任务要求 A: 请列出条目中含有字符串“each”的每一行。

文档正文:
########################################
现在，我们可以绘制三个线性模型，并区分出在中心90%区间内的样本和在该区间外的样本。

.. GENERATED FROM PYTHON SOURCE LINES 112-139

.. code-block:: Python


    plt.plot(X, y_true_mean, color="black", linestyle="dashed", label="True mean")

    for quantile, y_pred in predictions.items():
        plt.plot(X, y_pred, label=f"Quantile: {quantile}")

    plt.scatter(
        x[out_bounds_predictions],
        y_normal[out_bounds_predictions],
        color="black",
        marker="+",
        alpha=0.5,
        label="Outside interval",
    )
    plt.scatter(
        x[~out_bounds_predictions],
        y_normal[~out_bounds_predictions],
        color="black",
        alpha=0.5,
        label="Inside interval",
    )

    plt.legend()
    plt.xlabel("x")
    plt.ylabel("y")
    _ = plt.title("Quantiles of heteroscedastic Normal distributed target")


.. image-sg:: /auto_examples/linear_model/images/sphx_glr_plot_quantile_regression_002.png
   :alt: Quantiles of heteroscedastic Normal distributed target
   :srcset: /auto_examples/linear_model/images/sphx_glr_plot_quantile_regression_002.png
   :class: sphx-glr-single-img


.. GENERATED FROM PYTHON SOURCE LINES 140-145

由于噪声仍然是正态分布的，特别是对称的，真实条件均值和真实条件中位数是一致的。实际上，我们看到估计的中位数几乎与真实均值相符。我们观察到噪声方差增加对5%和95%分位数的影响：这些分位数的斜率非常不同，并且随着 `x` 的增加，它们之间的区间变得更宽。

为了更直观地理解5%和95%分位数估计量的含义，可以计算在预测分位数（在上图中用叉号表示）之上和之下的样本数量，假设我们总共有100个样本。

我们可以使用非对称帕累托分布目标重复相同的实验。

.. GENERATED FROM PYTHON SOURCE LINES 145-162

.. code-block:: Python

    quantiles = [0.05, 0.5, 0.95]
    predictions = {}
    out_bounds_predictions = np.zeros_like(y_true_mean, dtype=np.bool_)
    for quantile in quantiles:
        qr = QuantileRegressor(quantile=quantile, alpha=0, solver=solver)
        y_pred = qr.fit(X, y_pareto).predict(X)
        predictions[quantile] = y_pred

        if quantile == min(quantiles):
            out_bounds_predictions = np.logical_or(
                out_bounds_predictions, y_pred >= y_pareto
            )
        elif quantile == max(quantiles):
            out_bounds_predictions = np.logical_or(
                out_bounds_predictions, y_pred <= y_pareto
            )
########################################
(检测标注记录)
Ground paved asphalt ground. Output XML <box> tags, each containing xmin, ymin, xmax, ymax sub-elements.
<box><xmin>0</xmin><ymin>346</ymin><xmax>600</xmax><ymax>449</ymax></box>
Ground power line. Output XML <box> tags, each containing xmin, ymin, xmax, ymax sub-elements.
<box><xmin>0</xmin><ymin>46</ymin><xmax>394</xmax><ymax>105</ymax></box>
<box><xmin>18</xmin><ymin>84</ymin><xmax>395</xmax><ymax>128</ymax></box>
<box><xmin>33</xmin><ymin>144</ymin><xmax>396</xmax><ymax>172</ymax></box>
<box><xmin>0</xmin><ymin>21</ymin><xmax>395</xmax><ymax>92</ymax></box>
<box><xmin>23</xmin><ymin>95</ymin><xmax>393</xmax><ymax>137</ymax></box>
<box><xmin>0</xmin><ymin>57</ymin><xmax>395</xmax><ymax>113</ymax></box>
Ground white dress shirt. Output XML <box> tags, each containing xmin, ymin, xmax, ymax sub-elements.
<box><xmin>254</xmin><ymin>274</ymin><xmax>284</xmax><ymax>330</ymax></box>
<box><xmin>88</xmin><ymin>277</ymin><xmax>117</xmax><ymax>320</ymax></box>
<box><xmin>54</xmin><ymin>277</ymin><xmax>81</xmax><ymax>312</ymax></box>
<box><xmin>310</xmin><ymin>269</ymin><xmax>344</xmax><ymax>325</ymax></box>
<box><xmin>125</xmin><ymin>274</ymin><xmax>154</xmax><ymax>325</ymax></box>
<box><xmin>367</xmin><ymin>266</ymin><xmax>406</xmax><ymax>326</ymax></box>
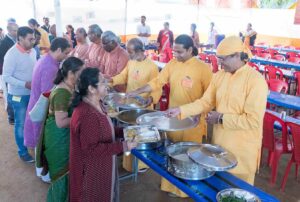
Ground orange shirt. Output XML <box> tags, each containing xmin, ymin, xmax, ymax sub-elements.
<box><xmin>84</xmin><ymin>43</ymin><xmax>104</xmax><ymax>69</ymax></box>
<box><xmin>100</xmin><ymin>45</ymin><xmax>129</xmax><ymax>77</ymax></box>
<box><xmin>69</xmin><ymin>42</ymin><xmax>89</xmax><ymax>60</ymax></box>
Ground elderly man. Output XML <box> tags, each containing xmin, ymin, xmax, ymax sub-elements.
########################################
任务要求 B: 根据文档正文，重复相同的实验时换用了哪种分布的目标？

参考解答 A:
Ground paved asphalt ground. Output XML <box> tags, each containing xmin, ymin, xmax, ymax sub-elements.
Ground power line. Output XML <box> tags, each containing xmin, ymin, xmax, ymax sub-elements.
Ground white dress shirt. Output XML <box> tags, each containing xmin, ymin, xmax, ymax sub-elements.
Ground orange shirt. Output XML <box> tags, each containing xmin, ymin, xmax, ymax sub-elements.
Ground elderly man. Output XML <box> tags, each containing xmin, ymin, xmax, ymax sub-elements.

参考解答 B: 非对称帕累托分布目标。